*STATED TASK*. Everything from the line containing "the green foliage" through the final line of the records must be transcribed verbatim; nothing else belongs in the result.

Begin TASK MATERIAL

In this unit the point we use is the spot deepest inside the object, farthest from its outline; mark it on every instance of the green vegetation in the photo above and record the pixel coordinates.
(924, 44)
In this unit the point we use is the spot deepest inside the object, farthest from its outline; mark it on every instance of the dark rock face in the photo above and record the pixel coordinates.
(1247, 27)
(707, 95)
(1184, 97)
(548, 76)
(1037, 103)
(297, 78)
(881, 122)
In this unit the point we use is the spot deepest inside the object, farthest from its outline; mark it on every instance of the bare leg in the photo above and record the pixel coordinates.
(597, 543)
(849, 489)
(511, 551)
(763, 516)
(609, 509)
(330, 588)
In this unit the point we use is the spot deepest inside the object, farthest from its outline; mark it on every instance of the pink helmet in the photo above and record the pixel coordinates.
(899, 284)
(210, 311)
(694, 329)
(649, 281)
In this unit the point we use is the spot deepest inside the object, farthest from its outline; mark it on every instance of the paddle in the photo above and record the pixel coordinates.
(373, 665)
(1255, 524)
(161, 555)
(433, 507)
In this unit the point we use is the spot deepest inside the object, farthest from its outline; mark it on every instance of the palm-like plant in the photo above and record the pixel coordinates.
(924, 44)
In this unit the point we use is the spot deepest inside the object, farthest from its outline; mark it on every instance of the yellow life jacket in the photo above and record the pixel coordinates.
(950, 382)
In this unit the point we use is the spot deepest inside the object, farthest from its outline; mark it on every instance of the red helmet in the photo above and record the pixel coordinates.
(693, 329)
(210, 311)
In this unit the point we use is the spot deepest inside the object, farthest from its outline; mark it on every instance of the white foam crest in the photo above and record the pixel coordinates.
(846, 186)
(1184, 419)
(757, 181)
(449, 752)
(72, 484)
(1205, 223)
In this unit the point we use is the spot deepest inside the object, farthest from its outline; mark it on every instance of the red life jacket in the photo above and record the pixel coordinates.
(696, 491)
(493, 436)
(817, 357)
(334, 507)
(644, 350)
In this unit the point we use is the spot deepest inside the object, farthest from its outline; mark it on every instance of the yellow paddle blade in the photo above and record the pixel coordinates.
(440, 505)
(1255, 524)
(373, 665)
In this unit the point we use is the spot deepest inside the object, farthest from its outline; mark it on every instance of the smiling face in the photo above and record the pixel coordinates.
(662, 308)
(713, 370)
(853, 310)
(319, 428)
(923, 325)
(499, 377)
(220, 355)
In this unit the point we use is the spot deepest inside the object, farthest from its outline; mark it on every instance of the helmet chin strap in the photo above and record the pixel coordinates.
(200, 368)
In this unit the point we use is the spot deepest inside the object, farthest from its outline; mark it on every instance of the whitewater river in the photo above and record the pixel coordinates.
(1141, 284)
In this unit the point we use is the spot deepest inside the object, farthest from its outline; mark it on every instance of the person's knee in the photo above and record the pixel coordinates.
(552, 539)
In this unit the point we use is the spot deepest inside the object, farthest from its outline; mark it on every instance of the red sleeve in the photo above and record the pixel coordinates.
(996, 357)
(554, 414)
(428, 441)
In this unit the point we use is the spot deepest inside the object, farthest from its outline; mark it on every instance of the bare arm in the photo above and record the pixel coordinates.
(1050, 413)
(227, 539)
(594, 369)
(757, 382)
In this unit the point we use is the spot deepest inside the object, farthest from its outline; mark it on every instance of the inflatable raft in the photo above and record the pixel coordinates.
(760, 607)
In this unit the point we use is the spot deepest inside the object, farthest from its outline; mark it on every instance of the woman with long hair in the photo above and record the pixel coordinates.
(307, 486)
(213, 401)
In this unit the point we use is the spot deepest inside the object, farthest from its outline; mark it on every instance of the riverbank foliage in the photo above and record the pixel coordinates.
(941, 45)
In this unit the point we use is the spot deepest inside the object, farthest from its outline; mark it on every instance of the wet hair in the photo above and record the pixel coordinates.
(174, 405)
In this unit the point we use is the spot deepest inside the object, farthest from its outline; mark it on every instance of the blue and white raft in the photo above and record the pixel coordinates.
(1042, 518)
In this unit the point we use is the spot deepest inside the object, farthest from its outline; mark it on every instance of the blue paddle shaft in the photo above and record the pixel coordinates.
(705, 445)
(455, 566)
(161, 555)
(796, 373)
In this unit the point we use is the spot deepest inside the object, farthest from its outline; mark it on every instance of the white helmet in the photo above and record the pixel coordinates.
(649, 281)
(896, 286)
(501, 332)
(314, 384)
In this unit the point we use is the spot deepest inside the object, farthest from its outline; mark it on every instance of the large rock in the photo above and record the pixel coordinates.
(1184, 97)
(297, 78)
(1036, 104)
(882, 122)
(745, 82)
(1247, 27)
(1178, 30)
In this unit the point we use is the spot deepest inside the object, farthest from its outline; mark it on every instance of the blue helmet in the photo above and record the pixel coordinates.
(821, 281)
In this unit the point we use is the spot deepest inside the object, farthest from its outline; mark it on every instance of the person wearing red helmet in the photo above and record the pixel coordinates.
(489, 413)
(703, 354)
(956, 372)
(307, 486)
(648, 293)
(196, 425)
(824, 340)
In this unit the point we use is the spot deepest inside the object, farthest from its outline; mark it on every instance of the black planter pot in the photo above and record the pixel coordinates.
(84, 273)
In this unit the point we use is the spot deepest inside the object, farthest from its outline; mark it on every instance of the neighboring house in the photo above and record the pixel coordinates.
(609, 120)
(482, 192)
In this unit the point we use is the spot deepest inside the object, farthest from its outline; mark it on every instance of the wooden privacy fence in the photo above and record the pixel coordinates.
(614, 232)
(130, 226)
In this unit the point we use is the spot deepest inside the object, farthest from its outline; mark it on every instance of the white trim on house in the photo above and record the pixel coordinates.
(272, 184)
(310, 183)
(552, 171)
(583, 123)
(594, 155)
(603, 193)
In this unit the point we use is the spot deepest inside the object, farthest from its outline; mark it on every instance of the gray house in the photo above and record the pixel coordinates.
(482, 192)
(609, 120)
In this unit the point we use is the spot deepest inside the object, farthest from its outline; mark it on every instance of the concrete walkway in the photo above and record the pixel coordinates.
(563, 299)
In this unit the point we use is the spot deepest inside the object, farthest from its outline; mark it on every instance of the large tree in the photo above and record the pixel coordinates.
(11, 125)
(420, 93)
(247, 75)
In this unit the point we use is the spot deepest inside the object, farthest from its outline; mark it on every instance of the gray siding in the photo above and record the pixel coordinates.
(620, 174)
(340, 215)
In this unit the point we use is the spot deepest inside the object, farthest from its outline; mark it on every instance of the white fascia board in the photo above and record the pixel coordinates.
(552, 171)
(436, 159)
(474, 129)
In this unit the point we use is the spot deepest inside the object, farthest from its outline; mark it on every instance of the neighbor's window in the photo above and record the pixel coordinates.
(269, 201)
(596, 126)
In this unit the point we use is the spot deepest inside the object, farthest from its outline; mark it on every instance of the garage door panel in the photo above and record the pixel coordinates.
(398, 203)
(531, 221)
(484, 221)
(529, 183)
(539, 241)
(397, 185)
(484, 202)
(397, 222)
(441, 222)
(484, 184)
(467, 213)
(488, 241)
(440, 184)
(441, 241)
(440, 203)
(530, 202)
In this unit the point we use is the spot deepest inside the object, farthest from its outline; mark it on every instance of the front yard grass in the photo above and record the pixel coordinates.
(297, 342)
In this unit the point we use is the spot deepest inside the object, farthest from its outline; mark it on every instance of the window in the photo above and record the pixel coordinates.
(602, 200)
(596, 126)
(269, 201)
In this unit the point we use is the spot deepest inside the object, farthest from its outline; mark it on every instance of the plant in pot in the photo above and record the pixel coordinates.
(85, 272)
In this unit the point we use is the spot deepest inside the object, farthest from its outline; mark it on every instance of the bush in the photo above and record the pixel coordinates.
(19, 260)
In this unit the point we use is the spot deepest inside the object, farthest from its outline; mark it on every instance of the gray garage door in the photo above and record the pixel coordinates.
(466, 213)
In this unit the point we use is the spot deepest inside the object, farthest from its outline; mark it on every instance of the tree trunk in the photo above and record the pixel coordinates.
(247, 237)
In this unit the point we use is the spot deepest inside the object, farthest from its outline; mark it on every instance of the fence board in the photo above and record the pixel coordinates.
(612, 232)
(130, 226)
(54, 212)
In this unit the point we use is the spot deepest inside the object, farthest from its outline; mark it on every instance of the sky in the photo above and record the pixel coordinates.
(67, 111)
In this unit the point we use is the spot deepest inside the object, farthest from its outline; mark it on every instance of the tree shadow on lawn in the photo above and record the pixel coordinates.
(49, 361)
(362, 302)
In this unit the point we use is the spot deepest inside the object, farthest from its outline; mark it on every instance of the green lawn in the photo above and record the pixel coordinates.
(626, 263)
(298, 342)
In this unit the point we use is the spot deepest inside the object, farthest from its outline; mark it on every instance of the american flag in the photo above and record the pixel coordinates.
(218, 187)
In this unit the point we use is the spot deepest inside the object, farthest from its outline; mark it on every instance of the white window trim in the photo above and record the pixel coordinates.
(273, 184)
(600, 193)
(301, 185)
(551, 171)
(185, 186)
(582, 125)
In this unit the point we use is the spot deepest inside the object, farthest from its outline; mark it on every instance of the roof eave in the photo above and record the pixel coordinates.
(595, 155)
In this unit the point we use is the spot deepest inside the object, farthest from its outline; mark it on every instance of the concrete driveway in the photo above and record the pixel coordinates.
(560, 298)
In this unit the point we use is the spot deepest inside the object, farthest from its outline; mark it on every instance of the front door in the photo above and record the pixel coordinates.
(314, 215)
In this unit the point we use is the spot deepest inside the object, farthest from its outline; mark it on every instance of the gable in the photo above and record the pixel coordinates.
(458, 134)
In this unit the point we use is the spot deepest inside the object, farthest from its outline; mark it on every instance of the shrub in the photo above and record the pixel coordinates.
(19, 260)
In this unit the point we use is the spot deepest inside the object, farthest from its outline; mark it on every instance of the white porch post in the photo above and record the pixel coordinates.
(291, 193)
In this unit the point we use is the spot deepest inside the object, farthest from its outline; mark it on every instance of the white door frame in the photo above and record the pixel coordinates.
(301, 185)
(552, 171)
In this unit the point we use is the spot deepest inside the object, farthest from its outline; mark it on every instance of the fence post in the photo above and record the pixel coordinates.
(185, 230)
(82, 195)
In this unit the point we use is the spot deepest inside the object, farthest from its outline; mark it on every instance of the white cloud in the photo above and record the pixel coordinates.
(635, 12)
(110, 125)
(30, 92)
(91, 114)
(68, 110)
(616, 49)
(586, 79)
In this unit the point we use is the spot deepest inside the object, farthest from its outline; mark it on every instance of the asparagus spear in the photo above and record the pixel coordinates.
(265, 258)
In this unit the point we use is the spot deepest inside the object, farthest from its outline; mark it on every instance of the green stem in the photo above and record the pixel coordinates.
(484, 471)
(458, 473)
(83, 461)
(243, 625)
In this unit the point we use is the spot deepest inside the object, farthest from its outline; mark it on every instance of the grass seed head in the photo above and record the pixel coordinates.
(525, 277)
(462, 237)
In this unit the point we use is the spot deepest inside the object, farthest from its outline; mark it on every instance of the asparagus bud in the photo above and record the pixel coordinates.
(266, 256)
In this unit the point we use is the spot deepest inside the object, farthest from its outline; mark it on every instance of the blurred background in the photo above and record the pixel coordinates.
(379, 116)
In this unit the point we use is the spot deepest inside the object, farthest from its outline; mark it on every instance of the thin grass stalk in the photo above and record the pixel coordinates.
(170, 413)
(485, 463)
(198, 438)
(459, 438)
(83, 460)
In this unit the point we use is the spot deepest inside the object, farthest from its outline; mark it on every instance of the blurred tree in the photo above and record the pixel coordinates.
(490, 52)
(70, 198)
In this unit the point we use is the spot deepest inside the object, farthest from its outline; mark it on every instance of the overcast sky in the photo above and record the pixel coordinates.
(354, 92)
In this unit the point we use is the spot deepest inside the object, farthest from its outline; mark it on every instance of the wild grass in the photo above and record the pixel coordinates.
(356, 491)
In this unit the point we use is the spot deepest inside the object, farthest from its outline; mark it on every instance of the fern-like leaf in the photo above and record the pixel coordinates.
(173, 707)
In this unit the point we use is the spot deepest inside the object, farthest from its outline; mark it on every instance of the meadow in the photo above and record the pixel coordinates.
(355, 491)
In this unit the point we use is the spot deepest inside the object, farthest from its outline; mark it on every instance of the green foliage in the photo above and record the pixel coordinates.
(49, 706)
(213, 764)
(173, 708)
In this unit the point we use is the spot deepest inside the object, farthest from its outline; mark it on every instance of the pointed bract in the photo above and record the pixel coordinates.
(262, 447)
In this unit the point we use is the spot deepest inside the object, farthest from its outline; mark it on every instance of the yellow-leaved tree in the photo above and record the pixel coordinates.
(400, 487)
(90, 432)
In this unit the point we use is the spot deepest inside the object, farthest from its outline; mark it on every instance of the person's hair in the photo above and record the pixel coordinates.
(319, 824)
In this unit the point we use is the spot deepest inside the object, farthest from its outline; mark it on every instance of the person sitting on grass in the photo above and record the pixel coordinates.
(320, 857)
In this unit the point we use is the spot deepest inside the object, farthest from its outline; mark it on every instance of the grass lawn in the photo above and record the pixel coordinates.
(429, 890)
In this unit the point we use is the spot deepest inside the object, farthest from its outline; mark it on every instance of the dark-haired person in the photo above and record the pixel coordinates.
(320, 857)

End TASK MATERIAL

*WORKED ANSWER*.
In this unit the point we use is the spot deepest inside the object, farthest from its outline; mark it on every instance of the green foliage in the photo above and record the pixel coordinates.
(49, 706)
(213, 764)
(173, 708)
In this unit the point we use is the spot deepest inside the object, farthest from its outline; mark it on every instance of the pointed bract in the photo above and record the pixel coordinates.
(262, 447)
In this unit the point we use is the spot deepest inside the object, farthest from its outline; mark it on every instance of the yellow-leaved tree in the photo above and record the pixel coordinates.
(400, 487)
(90, 432)
In this unit the point we use is the spot deepest inside the object, farthest from its outline; mark it on every instance of the person's hair in the photo above and record the pixel coordinates.
(319, 824)
In this unit the point we use is the spot deepest inside the object, farthest from its outline; mark it on every instance of the person sitting on grass in the photo above and record the pixel coordinates.
(320, 857)
In this unit the point we use is the spot deepest inside the object, farthest from its outline; mark it on every instance of the grass lawn in the photo above and record the pixel coordinates.
(429, 890)
In this unit the point we use is the spot deepest inside the object, farthest from its outline; mark it on every instance of the dark-haired person in the photo above and record the pixel coordinates.
(320, 857)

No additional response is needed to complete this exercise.